(PASSAGE PROVIDED):
Whitney "Kindness Is Contagious"

PHOTOGRAPHY BY RANDY BACON

Co-founder of Gathering Friends for the Homeless

There are probably a lot of people that you could meet that would change your life if we took the time to get out of our own comfortable, little world. Many of those people aren’t in that cozy world and are homeless. Sometimes what makes you uncomfortable is what you need a lot of in your life - you just don’t know it.  

A lot of people say “I’m so busy - ballgames and working late - I just don’t have time to help anyone else." It doesn’t take much time to make a big difference. You can devote as much time as you want to or as much as you don’t want to. You can help people in ways that don’t require time - you know, just saying hello, smiling at people, trying to be a positive energy in the world. You can change people that way and that doesn’t take any time at all.

I get asked a lot why I have such a special compassion for the homeless. I don’t really know - I think about that sometimes.  I grew up on the very north side, right across from where the jail is.  So for awhile I thought it was the environment I was in.  We didn’t have a lot of money but I don’t even think it’s due to that.  I’ve always been compassionate for other people - for whatever reason.  Perhaps it’s just because you’re getting a very real sense of people. Some people think the homeless are just trying to get something from you - it’s not like that at all.  Maybe it’s just that they don’t have that much to lose - they’ve seen so much that they’ve got emotions in them that I think I and others may be missing.  I feel like I’m learning something from them - I don’t really know. The best moments I spend most days are the moments I’m hanging out with my friends at the Veteran's Center.

Raw records:

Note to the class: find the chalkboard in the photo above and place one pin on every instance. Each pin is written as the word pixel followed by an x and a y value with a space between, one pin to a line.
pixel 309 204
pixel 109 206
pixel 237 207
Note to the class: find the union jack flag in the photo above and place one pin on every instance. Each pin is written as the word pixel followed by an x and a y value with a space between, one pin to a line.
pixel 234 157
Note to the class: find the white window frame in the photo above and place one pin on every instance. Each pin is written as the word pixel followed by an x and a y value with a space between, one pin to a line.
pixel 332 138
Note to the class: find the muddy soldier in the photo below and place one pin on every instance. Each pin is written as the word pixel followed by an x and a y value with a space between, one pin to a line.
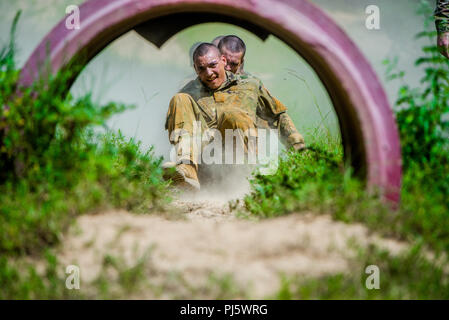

(TASKS AND EXERCISES):
#1 In the Whitney profile, where did the speaker grow up?
#2 From the Whitney profile, return the text between "A lot of people say" and "time at all.", inclusive.

(TASK ANSWERS):
#1 On the very north side, right across from where the jail is.

#2
A lot of people say “I’m so busy - ballgames and working late - I just don’t have time to help anyone else." It doesn’t take much time to make a big difference. You can devote as much time as you want to or as much as you don’t want to. You can help people in ways that don’t require time - you know, just saying hello, smiling at people, trying to be a positive energy in the world. You can change people that way and that doesn’t take any time at all.